Task statement: Would you restate all the data that follows, word for word?

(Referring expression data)
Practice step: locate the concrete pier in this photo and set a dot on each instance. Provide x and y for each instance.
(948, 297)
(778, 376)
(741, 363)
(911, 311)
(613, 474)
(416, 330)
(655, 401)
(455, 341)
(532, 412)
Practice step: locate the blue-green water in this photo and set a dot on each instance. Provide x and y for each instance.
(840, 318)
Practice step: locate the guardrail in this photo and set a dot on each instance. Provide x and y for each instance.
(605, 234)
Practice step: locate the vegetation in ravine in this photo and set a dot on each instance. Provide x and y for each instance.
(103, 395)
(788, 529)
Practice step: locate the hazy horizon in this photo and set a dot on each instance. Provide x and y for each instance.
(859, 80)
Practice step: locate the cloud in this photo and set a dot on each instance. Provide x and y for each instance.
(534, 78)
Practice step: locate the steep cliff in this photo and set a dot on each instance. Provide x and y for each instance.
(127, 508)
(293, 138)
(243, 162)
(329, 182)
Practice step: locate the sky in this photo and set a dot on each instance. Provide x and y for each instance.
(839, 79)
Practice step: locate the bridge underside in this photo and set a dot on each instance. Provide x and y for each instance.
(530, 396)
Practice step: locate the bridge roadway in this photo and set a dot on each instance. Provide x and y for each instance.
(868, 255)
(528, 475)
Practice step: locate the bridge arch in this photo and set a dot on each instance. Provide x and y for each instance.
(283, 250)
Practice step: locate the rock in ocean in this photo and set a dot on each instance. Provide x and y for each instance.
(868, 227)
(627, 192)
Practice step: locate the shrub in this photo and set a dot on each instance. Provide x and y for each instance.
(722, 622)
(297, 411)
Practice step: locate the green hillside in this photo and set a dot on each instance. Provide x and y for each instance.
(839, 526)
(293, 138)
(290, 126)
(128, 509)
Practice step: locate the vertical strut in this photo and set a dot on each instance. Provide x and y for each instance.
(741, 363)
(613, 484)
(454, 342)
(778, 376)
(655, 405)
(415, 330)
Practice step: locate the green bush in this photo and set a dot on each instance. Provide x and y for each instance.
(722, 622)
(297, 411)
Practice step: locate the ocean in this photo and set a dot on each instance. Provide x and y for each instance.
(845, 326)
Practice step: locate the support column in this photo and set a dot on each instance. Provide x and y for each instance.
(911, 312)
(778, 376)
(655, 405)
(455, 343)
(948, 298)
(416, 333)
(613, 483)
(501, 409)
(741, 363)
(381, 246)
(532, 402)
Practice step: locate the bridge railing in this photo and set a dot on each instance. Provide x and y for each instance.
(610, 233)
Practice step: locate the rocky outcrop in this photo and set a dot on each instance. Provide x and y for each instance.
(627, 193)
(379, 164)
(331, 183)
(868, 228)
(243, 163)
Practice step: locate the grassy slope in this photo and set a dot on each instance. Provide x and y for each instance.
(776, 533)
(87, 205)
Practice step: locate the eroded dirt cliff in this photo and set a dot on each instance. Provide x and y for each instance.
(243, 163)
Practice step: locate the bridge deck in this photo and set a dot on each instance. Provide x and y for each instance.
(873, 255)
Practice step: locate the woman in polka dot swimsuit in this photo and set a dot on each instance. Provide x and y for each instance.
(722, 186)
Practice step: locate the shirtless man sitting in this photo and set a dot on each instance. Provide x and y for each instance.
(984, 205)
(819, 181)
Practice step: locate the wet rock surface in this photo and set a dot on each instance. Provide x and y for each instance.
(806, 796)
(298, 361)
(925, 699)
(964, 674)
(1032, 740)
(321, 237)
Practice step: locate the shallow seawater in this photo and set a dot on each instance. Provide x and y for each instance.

Solution below:
Practice step: locate the concrete pier in this photo and set a dot on each instance. Provide x and y for each instance.
(948, 297)
(778, 376)
(741, 363)
(911, 311)
(613, 474)
(416, 330)
(655, 401)
(455, 341)
(532, 412)
Practice step: locate the blue-green water in this photo and set a dot on each instance. Provide x and y for each instance.
(840, 318)
Practice step: locate the guardrail in this photo and set a dot on each instance. Provide x and y for each instance.
(605, 234)
Practice step: locate the vegetation in ravine in this photo and set a dot on each instance. Provide x and y for each instance.
(103, 395)
(788, 529)
Practice step: locate the hazy horizon in this photo and set a dot on each instance. Provide x and y for each instance.
(859, 80)
Practice step: locate the cloud in this photo and set a dot on each instance. Provide x and y for each instance.
(534, 78)
Practice step: locate the steep cliff in this photo and set a dot on each instance. Provide x and y for each instance.
(127, 508)
(293, 138)
(243, 162)
(329, 182)
Practice step: locate the sky in this photo and set a dot on each instance. Provide x and y for each instance.
(839, 79)
Practice step: locate the bridge underside in this photo and set a dot on each instance. Provide x and y for each instance.
(530, 396)
Practice step: locate the bridge roadway in this photo and set a dot on each instance. Provide x and y for each instance.
(868, 255)
(528, 475)
Practice step: locate the bridge arch in this photo and set a dot on each instance. Provide x and y for each instance.
(283, 250)
Practice step: locate the rock in ocean in this photo and set a dot on each instance. Provide x and y for each instance.
(868, 227)
(627, 192)
Practice step: locate the shrub in this photo and set a dot on each instance. Provide x and y for each instance.
(722, 622)
(297, 411)
Practice step: locate the green hillside in this photo and set a dot on each instance. Provide x and y for each instance.
(839, 526)
(293, 138)
(290, 126)
(128, 509)
Practice step: locate the vertical strut in this photo and set a dot on each instance. Provide x and y for each instance.
(741, 363)
(613, 484)
(454, 342)
(778, 376)
(655, 405)
(415, 330)
Practice step: locate the green bush in this photo and set a dot on each instance. Provide x and y for each instance.
(722, 622)
(297, 411)
Practice step: locate the ocean in this photo and set a dot on each instance. Provide x and y for each instance.
(845, 326)
Practice step: locate the support column in this photo and set a dot on each instance. Provide x and y for each instance.
(911, 312)
(778, 376)
(655, 405)
(455, 343)
(948, 298)
(416, 333)
(613, 483)
(501, 409)
(741, 363)
(381, 246)
(532, 402)
Practice step: locate the bridge railing in this photo and set a dot on each instance. Provide x and y for each instance.
(610, 233)
Practice step: locate the rocky outcrop in this photo and set a dot on each instance. Provide x and y for each instance.
(627, 193)
(379, 164)
(331, 183)
(868, 228)
(243, 163)
Practice step: locate the grassy slope in this photo and set a dot on each instance. Provide x and y for each instance.
(776, 533)
(87, 205)
Practice step: locate the eroded dirt cliff in this photo and set a dot on each instance. Provide x and y for each instance.
(243, 163)
Practice step: locate the bridge deck in this photo and set a dot on each instance. Provide x and y for each instance.
(873, 255)
Practice step: locate the woman in polka dot swimsuit in this photo and set a dot on each instance. Provide x and y for each instance.
(722, 186)
Practice step: locate the shirtless man sitting in this photo and set a dot on each instance. Provide x and y for each instance.
(984, 205)
(819, 181)
Practice step: locate the wet rock surface in this photo and set a dot on each instance. Provide x and y for each instance.
(806, 796)
(298, 361)
(925, 699)
(964, 674)
(1032, 740)
(321, 237)
Practice step: locate the shallow seawater in this photo and set a dot on each instance. Provide x and y for each instance.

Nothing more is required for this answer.